Reproduce all entries verbatim, with nothing added or dropped.

Items from a data source:
○ ○ ○ ○ ○

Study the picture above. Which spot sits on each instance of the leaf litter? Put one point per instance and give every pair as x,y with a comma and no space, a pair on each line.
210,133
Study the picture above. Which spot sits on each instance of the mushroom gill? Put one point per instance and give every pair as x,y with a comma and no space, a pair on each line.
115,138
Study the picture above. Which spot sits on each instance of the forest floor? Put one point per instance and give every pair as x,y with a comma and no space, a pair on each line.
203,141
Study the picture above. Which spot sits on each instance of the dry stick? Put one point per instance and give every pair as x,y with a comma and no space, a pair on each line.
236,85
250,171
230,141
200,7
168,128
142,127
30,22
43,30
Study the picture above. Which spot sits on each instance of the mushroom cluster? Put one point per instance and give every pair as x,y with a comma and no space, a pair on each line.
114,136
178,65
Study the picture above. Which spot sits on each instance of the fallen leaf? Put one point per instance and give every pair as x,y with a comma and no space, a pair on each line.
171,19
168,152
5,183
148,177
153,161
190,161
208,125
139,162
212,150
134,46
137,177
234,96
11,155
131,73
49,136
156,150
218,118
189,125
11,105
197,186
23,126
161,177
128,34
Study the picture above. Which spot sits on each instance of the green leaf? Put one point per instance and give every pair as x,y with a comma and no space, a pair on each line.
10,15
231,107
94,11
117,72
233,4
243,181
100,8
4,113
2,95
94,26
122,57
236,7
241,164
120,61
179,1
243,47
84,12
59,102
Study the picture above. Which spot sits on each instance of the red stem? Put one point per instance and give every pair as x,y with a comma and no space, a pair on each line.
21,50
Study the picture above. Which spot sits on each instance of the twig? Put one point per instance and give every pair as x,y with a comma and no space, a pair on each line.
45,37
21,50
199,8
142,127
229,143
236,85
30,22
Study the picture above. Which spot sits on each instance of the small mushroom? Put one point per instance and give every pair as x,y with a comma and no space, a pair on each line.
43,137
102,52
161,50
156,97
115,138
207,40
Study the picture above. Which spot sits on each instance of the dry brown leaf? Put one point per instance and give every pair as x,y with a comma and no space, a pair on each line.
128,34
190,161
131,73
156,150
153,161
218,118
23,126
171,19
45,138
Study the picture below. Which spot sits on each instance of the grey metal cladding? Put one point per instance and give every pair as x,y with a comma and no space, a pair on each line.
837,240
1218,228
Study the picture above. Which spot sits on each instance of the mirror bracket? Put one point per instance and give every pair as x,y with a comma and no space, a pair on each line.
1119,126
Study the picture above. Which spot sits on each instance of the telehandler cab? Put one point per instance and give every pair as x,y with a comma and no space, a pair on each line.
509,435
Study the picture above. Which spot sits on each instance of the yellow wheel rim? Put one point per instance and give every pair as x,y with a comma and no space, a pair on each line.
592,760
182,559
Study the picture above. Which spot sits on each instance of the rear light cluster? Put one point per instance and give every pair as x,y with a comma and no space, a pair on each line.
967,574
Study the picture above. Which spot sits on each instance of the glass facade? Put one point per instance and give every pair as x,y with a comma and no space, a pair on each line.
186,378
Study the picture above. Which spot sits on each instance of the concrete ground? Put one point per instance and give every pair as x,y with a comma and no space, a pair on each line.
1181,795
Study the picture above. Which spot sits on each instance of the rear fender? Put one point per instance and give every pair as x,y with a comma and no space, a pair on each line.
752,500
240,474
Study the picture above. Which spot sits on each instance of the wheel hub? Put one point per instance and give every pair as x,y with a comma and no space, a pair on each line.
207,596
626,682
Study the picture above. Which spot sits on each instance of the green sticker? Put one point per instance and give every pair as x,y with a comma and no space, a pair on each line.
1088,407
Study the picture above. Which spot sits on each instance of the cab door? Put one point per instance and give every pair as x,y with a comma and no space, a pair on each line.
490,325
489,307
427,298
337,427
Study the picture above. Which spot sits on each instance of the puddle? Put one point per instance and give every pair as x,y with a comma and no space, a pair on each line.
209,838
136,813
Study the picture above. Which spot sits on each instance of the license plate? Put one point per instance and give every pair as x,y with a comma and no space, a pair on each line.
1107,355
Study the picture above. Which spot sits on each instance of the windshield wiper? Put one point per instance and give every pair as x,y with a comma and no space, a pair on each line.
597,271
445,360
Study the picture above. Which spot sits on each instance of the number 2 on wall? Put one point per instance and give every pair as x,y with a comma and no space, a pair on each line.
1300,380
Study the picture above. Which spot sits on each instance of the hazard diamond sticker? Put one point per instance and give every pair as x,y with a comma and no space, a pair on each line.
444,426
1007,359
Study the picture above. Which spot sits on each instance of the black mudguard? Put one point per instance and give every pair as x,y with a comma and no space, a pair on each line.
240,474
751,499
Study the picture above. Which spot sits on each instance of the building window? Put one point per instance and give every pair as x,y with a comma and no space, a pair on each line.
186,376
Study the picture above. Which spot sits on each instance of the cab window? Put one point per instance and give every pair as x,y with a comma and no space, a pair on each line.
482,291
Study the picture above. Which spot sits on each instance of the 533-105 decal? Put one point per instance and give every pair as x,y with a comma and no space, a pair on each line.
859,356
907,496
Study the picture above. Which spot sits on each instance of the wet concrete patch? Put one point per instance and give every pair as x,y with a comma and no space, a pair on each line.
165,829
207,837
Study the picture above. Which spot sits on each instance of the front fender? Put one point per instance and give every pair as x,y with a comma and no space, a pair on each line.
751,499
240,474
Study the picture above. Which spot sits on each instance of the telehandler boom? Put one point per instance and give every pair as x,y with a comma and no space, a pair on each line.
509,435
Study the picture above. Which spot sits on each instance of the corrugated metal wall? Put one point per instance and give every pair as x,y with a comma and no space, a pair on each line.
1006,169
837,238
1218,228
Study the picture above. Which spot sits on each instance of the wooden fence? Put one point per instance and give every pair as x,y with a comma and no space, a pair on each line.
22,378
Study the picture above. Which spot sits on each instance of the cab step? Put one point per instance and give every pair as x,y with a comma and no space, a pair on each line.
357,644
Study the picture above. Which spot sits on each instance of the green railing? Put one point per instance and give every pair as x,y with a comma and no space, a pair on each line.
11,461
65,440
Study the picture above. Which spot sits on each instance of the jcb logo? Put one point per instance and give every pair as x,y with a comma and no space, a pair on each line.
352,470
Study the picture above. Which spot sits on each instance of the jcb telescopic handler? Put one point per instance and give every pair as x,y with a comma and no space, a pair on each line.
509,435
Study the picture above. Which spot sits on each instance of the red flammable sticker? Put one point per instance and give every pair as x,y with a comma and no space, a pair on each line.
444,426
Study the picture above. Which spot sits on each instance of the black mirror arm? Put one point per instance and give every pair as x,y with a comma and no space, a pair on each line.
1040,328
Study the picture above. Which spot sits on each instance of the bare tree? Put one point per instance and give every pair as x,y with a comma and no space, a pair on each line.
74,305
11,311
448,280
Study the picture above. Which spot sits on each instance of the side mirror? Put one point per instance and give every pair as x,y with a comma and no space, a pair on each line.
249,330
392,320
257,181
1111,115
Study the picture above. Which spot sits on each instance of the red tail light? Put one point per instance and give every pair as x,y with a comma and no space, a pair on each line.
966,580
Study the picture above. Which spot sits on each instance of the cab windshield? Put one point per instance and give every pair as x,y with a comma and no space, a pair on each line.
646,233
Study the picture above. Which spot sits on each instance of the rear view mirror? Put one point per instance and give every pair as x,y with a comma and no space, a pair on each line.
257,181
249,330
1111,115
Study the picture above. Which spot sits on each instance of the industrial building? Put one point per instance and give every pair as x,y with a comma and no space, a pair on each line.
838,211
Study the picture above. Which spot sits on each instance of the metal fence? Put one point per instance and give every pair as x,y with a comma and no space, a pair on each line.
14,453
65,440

○ ○ ○ ○ ○

WRITTEN RESPONSE:
Study the picture above. Which spot sits on each instance of the leaf litter? Put one point per instance and give every pair as x,y with a comma and no space, a pair on each line.
210,133
Study the picture above. Which spot sits on each instance of the mushroom gill? Put one point per instance and give every pair as x,y with a comma and no space, a pair on each line.
115,138
Study the picture above. Which spot sits on each instance of the forest floor? Put one point per instance and give every pair as x,y with a comma and no space, a pair on each line.
203,141
Study the picture above. Which spot sits on each instance of the dry stick? Put one point per instance and give every pair as x,y with a comma and no space, a pair on each line.
236,85
250,171
230,141
200,7
168,128
142,127
30,22
43,30
Study the picture above. Which spot sits on each instance of the mushroom cluster? Put one point per instance and give every pair as x,y with a comma and no space, a pair on each line.
114,136
178,65
Study the picture above. Which spot sits on each instance of the fallen leaf? Put one point per instance and give every pair as x,y with a comma and no space, a pair on each line.
171,19
168,152
5,183
148,177
153,161
190,161
208,125
139,162
212,150
134,46
137,177
234,96
11,155
131,73
49,136
156,150
218,118
189,125
11,105
197,186
23,126
161,177
128,34
Study the picture above. Which spot sits on each instance of the green leaf? Put one point per instance and give every pair as x,y with a comma and no space, a pair on each line.
10,15
231,107
94,11
117,72
233,4
243,181
100,8
4,113
2,95
94,26
122,57
236,7
241,164
120,61
179,1
243,47
84,12
59,102
Study the picture above. Which spot sits on each instance of the red stem? Put one point per instance and give every pair as x,y with a comma and no space, a pair on each line.
21,50
Study the picture above. Which spot sits on each instance of the twig? Put one point per instance and give every pair as x,y with a comma and no space, a pair on each line.
45,37
21,50
199,8
142,127
229,143
236,85
30,22
Study the picture above. Which spot sits on each instance of the small mushroom? Put one point per instance and give every pair as x,y with a comma and no space, a pair on each line.
43,137
102,52
161,50
156,97
115,138
207,40
Study the picture above. Which spot sits on each instance of the dry brown leaf? Put one point per instance and give every pair as x,y with a comma and no space, a pair on each line.
128,34
190,161
131,73
156,150
153,161
218,118
23,126
171,19
45,138
Study the picture below. Which spot sits on each instance of the grey metal cladding? Put one point per instance and give every pair as x,y with a comma and no space, a pair on each line.
837,240
1218,228
Study the picture above. Which spot sits on each instance of the mirror bracket? Put one point per instance and give every pair as x,y with a comma and no space, a pair on each line.
1119,126
Study the picture above. Which spot sits on each instance of the telehandler cab? Put one point per instance and give every pair as x,y with a comma and no space, a pair on each line.
509,435
Study the picture above. Which spot sits on each instance of the yellow wheel rim? Put one point per instance and give every pair as x,y with a comma and no space, a pair on each line.
592,760
182,559
Study the picture above. Which spot sits on each instance of the rear light cluster? Put one point per instance and give every pair as x,y with a comma and no space, a pair on each line.
967,574
Study the picture above. Which spot sits on each instance of the glass facade? Put one point per instance and give every pair as x,y with a comma and no space, a pair on each line.
186,378
Study the picture above. Which spot sits on each instance of the concrete ground? Put one point per instance and give every pair as x,y with a comma and no space, a pair on each line.
1181,795
Study the picture above. Which spot sits on each instance of the rear fender? Put one point per instance and give every pair as x,y with a comma and no space, a pair on each line.
752,500
240,474
Study the picture above. Which spot sits on each instance of the wheel hub? Put one point per instance and give every pair as x,y with a comma and no space, a pair on each line.
207,596
626,682
Study the picture above. Which spot sits on each instance of the green sticker? Put one point per instance and give every pair as x,y with a comma and no space, a pair on each line.
1088,407
Study the picture above. Which spot sits on each instance of the cab door? Put one point per instance and give every pair as x,y with a comma and no space, a pair on each line.
490,325
489,307
427,298
337,427
Study the picture above. Which spot sits on each instance of the puddle? Put one point per instance and give every pair as x,y with a comma and no space, a pair on each line.
209,838
136,813
Study the picture above. Which spot sits on each instance of the license plate? Put one point per instance and give every pair as x,y with a comma and no space, a pair on each line.
1107,355
Study the picture above. Which spot sits on each instance of the windshield wiper? Put one point per instance and give every pair as x,y with a comma and no space, a pair on each line.
597,271
445,360
Study the picture above. Which spot sits on each instance of the number 2 on wall? Put one point per instance and give every pair as x,y with a comma and no space, a pair on each line.
1300,380
Study the picture above. Which spot sits on each instance of the hazard diamond sticker? Put one point per instance and give every pair as x,y with a comma and no space, a pair on each line.
444,426
1007,359
Study the picture above. Which spot sits on each instance of the black mudguard? Put one point per instance and give every pair as x,y with a comma and no space, a pair on each line.
240,474
751,499
Study the picture above. Which spot sits on each instance of the building window? Put one point per instance and give every pair as x,y with a comma and no space, a pair on each line.
186,376
Study the picture above. Which spot sits on each instance of the cab window? Put one point per instance and give every pair as x,y with a comma and no space, a pair on each line.
482,291
Study the picture above. Which spot sits on each instance of the 533-105 decal? Put one point per instance and give every pair as x,y with a comma and no space, a pair on each line.
859,356
907,496
Study the picture above. Which spot sits on each instance of the wet concrete patch? Put one point per instance and give every pair as x,y with a comma and no space, a pair on each line.
165,829
207,837
Study the picture above. Which spot sits on each instance of the front fender? Put one point per instance and give every pair as x,y with a comma and no space, a pair on each line.
751,499
240,474
Study the picture above. Which spot sits on each instance of the telehandler boom? Put one point per instance and give every pair as x,y with a comma and no space, a pair on each line.
509,435
Study the picture above. Which spot sits on each instance of the corrugated metal wall? Put one point per instance and give every pair as x,y with a comma and no space, a pair on each line.
1006,169
837,238
1218,228
Study the picture above. Which spot sits on each instance of the wooden fence? Put one point per instance and give every pair as x,y with a comma and no space, a pair on each line.
22,378
Study the picture above. Which spot sits on each instance of the cab step? Put one point per instance and give every pair as x,y with a comma and no space, a pair on each line.
357,644
Study the picture above. Which spot sits on each instance of the green railing? Put one point per instance and give every pair as x,y with a comma and no space, a pair on each line.
11,461
65,440
Study the picture above. Which spot sits on each instance of the jcb logo? Put one point per instance and give every pair as x,y with a comma and no space, a pair on each line.
352,470
Study the picture above. Which spot sits on each instance of the jcb telescopic handler? Put one point per instance and give every pair as x,y with a comma and no space, a pair on each line.
509,435
Study the picture above. Which spot sits on each instance of the red flammable sticker? Put one point per instance and give every pair as x,y with a comma and no space, a pair on each line.
444,426
Study the picture above. Which spot sits on each instance of the black mirror arm? Put one point per instance and give every pair as x,y with a comma and no space, a pair on each line.
1040,328
Study the picture above. Which spot sits on each instance of the bare tree? Put one point per instance and give every pair as x,y with a comma and no space, a pair on each line.
74,305
11,311
448,280
Study the picture above. Which spot sits on each instance of the side mirror? Put one point per instance and give every pair as x,y with a comma and no space, a pair on each line.
249,330
392,320
257,181
1111,115
Study the picture above. Which spot sits on each instance of the red tail light? Put one point per instance and give every pair as x,y with a comma and no space, a pair on each line.
966,580
Study the picture above. Which spot sits on each instance of the cab windshield? Put one point per instance and give every pair as x,y with a comma and no space, a pair on each line.
646,233
Study the picture above. Which spot sits on each instance of the rear view mirror? Put one point per instance and give every pair as x,y with a comma and no space, a pair on each line.
257,181
249,330
1111,115
Study the picture above. Which spot sits on each instance of the industrial building? Put one point per instance and give every pair as x,y with a comma and no space, a pair on each line.
838,211
Study the picture above. Which spot sits on each instance of the metal fence? Put one point per instance and give every pair as x,y with a comma and no space, a pair on each line.
14,453
65,440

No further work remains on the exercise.